§ **Data to process**

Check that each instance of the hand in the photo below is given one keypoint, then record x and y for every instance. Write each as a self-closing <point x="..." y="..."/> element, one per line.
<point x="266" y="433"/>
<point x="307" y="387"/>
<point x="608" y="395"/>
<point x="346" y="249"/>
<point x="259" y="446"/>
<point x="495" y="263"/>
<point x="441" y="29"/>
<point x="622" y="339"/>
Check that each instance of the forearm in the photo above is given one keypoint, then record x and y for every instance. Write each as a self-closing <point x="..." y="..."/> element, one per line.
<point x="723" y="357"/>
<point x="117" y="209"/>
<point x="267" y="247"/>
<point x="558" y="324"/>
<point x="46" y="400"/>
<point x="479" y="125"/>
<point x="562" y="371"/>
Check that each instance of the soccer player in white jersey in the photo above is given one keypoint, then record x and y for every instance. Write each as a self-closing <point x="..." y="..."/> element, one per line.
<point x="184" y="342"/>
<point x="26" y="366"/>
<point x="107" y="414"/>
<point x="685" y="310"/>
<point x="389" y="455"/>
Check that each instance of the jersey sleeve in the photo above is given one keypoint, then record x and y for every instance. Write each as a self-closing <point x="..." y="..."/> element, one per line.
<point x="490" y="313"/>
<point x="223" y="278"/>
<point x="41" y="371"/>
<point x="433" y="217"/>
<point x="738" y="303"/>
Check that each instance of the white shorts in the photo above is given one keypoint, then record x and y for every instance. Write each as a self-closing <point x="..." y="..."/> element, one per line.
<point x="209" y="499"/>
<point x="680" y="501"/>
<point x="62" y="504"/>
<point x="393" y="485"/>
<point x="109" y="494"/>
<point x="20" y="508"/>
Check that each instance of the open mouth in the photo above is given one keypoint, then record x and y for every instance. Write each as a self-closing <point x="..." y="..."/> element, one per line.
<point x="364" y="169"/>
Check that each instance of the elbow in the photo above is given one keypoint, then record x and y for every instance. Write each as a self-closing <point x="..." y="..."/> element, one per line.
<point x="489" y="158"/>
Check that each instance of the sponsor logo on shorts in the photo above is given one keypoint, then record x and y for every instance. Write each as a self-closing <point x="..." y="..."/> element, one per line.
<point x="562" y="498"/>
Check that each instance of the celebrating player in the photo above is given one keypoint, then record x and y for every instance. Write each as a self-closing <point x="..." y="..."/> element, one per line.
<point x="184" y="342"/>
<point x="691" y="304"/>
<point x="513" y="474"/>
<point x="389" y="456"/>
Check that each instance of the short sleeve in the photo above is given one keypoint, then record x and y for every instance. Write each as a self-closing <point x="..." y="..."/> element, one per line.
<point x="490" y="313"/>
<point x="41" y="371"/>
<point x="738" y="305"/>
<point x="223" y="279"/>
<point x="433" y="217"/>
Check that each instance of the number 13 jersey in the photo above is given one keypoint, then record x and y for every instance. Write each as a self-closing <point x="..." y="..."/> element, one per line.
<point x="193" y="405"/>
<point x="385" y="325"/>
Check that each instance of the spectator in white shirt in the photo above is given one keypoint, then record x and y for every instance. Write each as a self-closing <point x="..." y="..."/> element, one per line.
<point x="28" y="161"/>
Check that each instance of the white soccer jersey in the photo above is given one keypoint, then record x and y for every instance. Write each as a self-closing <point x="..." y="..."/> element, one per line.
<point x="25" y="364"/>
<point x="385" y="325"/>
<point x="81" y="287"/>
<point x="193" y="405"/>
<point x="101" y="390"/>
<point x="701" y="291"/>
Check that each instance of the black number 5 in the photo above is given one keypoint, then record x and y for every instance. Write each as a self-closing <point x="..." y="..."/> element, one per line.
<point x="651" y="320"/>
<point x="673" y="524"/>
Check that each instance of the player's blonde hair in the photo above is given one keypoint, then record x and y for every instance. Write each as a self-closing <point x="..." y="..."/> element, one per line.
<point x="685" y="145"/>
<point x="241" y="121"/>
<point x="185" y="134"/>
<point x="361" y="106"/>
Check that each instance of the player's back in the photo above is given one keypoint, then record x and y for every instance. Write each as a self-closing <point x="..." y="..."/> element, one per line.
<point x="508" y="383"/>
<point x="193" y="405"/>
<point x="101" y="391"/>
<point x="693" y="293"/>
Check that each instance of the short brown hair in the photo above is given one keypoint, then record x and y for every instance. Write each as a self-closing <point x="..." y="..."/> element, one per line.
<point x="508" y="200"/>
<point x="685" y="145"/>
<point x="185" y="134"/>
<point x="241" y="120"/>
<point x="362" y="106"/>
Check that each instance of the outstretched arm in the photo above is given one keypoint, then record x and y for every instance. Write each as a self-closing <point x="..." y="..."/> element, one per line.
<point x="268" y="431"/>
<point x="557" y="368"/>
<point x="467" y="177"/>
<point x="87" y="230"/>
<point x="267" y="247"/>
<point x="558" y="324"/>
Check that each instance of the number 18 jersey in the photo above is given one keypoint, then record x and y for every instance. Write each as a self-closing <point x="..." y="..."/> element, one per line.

§ **Aim**
Print every entry exactly as written.

§ **Exercise response**
Check that each instance of the hand in the photo below is given one keypoint, then record x and y for every instance. Write each as a self-closing <point x="..." y="..."/> element, one per line.
<point x="266" y="433"/>
<point x="307" y="387"/>
<point x="608" y="395"/>
<point x="346" y="249"/>
<point x="259" y="446"/>
<point x="495" y="263"/>
<point x="441" y="29"/>
<point x="622" y="339"/>
Check that each instance of the forearm in the photo above is given one keypoint, then record x and y for every instance. Write each as a self-closing <point x="..." y="..."/> element, one per line.
<point x="723" y="357"/>
<point x="117" y="209"/>
<point x="267" y="247"/>
<point x="558" y="324"/>
<point x="46" y="400"/>
<point x="479" y="125"/>
<point x="562" y="371"/>
Check that each instance of the soccer player in white jersey in the photo above is given one keypoint, then record x and y for every instance. Write each as a self-closing <point x="..." y="..."/> element, one per line.
<point x="184" y="342"/>
<point x="26" y="366"/>
<point x="107" y="414"/>
<point x="685" y="310"/>
<point x="389" y="455"/>
Check that each instance of the jersey sleeve in the photo above is given one keypoint, then record x and y for every instance. Write each as a self-closing <point x="..." y="..."/> element, one per line.
<point x="490" y="313"/>
<point x="223" y="278"/>
<point x="41" y="371"/>
<point x="433" y="217"/>
<point x="738" y="303"/>
Check that each instance of the white shorts in the photo above is given one keypoint, then record x and y for every instance. Write each as a self-closing <point x="..." y="..."/> element, one per line.
<point x="209" y="499"/>
<point x="680" y="501"/>
<point x="62" y="504"/>
<point x="393" y="485"/>
<point x="109" y="494"/>
<point x="20" y="508"/>
Check that each instance of the open mouth in the photo above is given one keypoint, then record x and y for every instance. Write each as a self-closing <point x="..." y="..."/> element, one per line.
<point x="364" y="169"/>
Check that each instance of the elbow in the photo above is given one keypoint, then record x and y for every instance. Write each as a self-closing <point x="..." y="..."/> element, one per line.
<point x="489" y="158"/>
Check that each instance of the sponsor logo on shorts in the photo above is given one keypoint, then record x and y for every instance. Write each as a self-closing <point x="..." y="..."/> element, one per line.
<point x="562" y="498"/>
Check that each instance of the celebrating player in the photo above is given one keypoint, then record x and y for every instance. Write each as a self-closing <point x="..." y="..."/> element, one per line.
<point x="184" y="342"/>
<point x="691" y="304"/>
<point x="513" y="474"/>
<point x="389" y="456"/>
Check that each instance of the short sleeve in the photo above is given one keypoint, then record x and y for every instance. Write each as a self-closing <point x="..." y="..."/> element, one per line.
<point x="490" y="313"/>
<point x="41" y="371"/>
<point x="738" y="305"/>
<point x="223" y="279"/>
<point x="433" y="217"/>
Check that each instance of the number 13 jersey in the photo above is given one keypoint, then record x and y for every instance. Write each as a self-closing <point x="..." y="..."/> element, one per line.
<point x="193" y="405"/>
<point x="385" y="325"/>
Check that each instance of the spectator in white shirt in the photo above is given one keypoint, then record x and y for every instance. Write each as a self-closing <point x="..." y="..."/> element, one per line.
<point x="28" y="161"/>
Check that each instance of the white soccer jersey in the photo above is given one keypoint, then record x and y for every instance. Write each as a self-closing <point x="..." y="..."/> element, one per line.
<point x="25" y="364"/>
<point x="385" y="325"/>
<point x="81" y="287"/>
<point x="193" y="405"/>
<point x="101" y="390"/>
<point x="701" y="291"/>
Check that each instance of the black number 5 in the photo above is given one keypoint, then record x and y for every instance. Write each as a self-closing <point x="..." y="..."/> element, one per line.
<point x="651" y="320"/>
<point x="673" y="524"/>
Check that each instance of the player's blonde hair in the photo above is given one keypoint, then record x and y for every instance. Write each as a self-closing <point x="..." y="..."/> element, one per line.
<point x="685" y="145"/>
<point x="241" y="121"/>
<point x="185" y="134"/>
<point x="361" y="106"/>
Check that each instance of the player's back in the photo above is given one keypoint, then record x and y for every instance. Write each as a self-closing <point x="..." y="..."/> element, one per line.
<point x="508" y="383"/>
<point x="193" y="405"/>
<point x="101" y="391"/>
<point x="693" y="293"/>
Check that each instance of the short brown hair in the photo above is given one keypoint, then record x and y for every instance. Write each as a self-closing <point x="..." y="..."/> element, one per line.
<point x="508" y="200"/>
<point x="685" y="145"/>
<point x="185" y="134"/>
<point x="241" y="120"/>
<point x="362" y="106"/>
Check that each instance of the outstretched arm in the photo above is given one keypoint, then record x and y for every instance. Write each as a self-closing <point x="..." y="..."/> element, one per line.
<point x="268" y="431"/>
<point x="557" y="368"/>
<point x="467" y="177"/>
<point x="87" y="230"/>
<point x="267" y="247"/>
<point x="558" y="324"/>
Check that each instance of the number 18 jersey in the photo above is given one keypoint, then record x and y for every instance. Write each as a self-closing <point x="..." y="..."/> element, one per line.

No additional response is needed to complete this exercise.